*TASK TO CARRY OUT*. Reproduce the passage about the film Threads from "In both traditions, the" up to and including "a former RSG.".

*SELECTED EXTRACT*.
In both traditions, the primary sources for reflection are scriptures concerning religious subjects (“Sola Scriptura” in Protestantism; Talmud and commentaries also in Judaism). In our context, studies of plausibility and understanding of films like Threads, our “Sola Scriptura” is composed of agricultural/mining maps, governance knowledge, historical patterns of severe disruption… In a way, I treated the film Threads as a kind of “sacred text”. To put it with a bit of humor: a sort of post-nuclear Dead Sea Scroll found in an abandoned bunker of a former RSG.

The film actually shares many characteristics with the Hebrew Bible, notably its fragmentary aspect: almost all the scenes are totally disconnected from each other, many characters barely interact with each other, something is said at a given moment but is not articulated throughout the story, there are numerous plots… A reconstruction was necessary. Unfortunately for the film Threads, the logistics (or rather the management) of the scenes cannot follow the narrative imposed on them. The constraints of the film can be summed up in a system of simple equations:

The “work-for-food” program introduced by the film

=

Total destruction of the cohesion necessary for reconstruction

England’s most arable and fertile land close to coal mines

=

East of England

A young girl born in 1984 during a major and unprecedented disaster that left her country in total chaos (no governance, millions of deaths, famine shown on screen, an agricultural system in disarray — not to say year zero -, total destruction of infrastructure, etc.) is still alive in 1994

=

An underlying society having necessarily rebuilt its agricultural system, re-learned to live in a community, having new forms of governance and having demonstrated resilience

A no-brainer for us. Not in the psyche of the film Threads and its directors. Unfortunately for them. Luckily for us. The final irony for a film considered the successful and total culmination of secularism; and whose worldview, to pursue dubious ideological goals, is the consecration of human indignity? To be less coherent than the most obscure passages of the Hebrew Bible in the face of the most minimal scientific analysis which he has claimed for 40 years, and to see his nihilistic message destroyed as soon as his realism is put into practice using his own images and his own narrative. Against its will (and because it is a prerequisite for it to be at least plausible) Threads demonstrates the persistence of mankind in the face of adversity and our collective capacity to rebuild; even in pain.

Entries drawn from a dataset:

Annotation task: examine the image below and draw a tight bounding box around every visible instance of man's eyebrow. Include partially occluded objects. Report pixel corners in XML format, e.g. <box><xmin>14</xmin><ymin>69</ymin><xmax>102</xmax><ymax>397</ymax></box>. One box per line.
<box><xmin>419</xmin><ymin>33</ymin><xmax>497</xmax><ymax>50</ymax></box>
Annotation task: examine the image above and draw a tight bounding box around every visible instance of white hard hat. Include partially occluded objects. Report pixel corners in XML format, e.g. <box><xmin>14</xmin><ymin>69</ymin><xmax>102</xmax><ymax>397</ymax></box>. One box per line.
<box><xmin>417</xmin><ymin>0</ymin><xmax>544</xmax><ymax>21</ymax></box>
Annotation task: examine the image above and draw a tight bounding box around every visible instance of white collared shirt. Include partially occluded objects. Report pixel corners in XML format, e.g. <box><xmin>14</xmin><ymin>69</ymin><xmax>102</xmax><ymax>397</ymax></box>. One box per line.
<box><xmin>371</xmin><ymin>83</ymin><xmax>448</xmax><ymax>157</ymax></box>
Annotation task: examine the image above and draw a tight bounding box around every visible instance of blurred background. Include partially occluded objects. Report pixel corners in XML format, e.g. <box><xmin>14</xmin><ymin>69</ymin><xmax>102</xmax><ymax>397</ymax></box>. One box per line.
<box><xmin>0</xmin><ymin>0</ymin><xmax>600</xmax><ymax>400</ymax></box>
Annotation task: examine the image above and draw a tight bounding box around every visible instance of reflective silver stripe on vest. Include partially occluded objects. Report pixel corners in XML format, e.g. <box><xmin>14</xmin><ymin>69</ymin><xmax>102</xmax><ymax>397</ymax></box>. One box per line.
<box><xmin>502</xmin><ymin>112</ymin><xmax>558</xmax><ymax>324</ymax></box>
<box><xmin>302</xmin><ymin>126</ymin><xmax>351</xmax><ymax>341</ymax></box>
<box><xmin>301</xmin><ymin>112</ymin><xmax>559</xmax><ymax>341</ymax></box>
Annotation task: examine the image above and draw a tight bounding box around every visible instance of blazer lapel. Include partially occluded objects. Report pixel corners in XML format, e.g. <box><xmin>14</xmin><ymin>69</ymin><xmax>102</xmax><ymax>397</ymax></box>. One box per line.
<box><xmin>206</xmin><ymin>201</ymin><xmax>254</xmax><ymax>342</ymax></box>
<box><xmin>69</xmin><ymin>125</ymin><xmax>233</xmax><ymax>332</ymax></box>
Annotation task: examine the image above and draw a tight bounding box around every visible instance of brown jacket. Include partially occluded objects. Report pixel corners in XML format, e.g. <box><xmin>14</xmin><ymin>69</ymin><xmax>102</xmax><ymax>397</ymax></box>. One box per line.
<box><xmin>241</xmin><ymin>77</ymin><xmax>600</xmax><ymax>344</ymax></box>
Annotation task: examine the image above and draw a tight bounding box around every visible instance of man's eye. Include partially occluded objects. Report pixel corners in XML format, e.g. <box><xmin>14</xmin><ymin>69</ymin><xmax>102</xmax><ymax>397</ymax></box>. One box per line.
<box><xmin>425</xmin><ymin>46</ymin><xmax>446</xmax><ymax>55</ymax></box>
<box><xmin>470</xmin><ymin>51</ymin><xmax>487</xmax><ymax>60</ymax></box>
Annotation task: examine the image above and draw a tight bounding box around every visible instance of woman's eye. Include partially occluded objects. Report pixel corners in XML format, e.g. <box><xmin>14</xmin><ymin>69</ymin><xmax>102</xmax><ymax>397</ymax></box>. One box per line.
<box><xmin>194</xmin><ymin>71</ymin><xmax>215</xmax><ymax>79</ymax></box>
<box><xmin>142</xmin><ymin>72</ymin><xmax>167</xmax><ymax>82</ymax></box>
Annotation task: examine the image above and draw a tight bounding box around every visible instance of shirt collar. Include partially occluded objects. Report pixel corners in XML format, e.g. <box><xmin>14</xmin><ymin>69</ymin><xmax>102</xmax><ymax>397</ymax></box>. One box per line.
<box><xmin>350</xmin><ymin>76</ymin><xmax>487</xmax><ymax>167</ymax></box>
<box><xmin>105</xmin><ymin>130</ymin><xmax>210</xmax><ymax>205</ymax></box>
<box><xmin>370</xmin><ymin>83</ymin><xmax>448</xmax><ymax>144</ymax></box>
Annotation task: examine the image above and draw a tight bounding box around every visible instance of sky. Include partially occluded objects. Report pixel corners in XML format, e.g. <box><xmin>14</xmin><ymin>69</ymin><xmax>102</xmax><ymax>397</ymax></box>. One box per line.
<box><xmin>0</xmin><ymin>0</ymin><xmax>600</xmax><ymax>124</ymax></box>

*SOLUTION TO THE PROBLEM*.
In both traditions, the primary sources for reflection are scriptures concerning religious subjects (“Sola Scriptura” in Protestantism; Talmud and commentaries also in Judaism). In our context, studies of plausibility and understanding of films like Threads, our “Sola Scriptura” is composed of agricultural/mining maps, governance knowledge, historical patterns of severe disruption… In a way, I treated the film Threads as a kind of “sacred text”. To put it with a bit of humor: a sort of post-nuclear Dead Sea Scroll found in an abandoned bunker of a former RSG.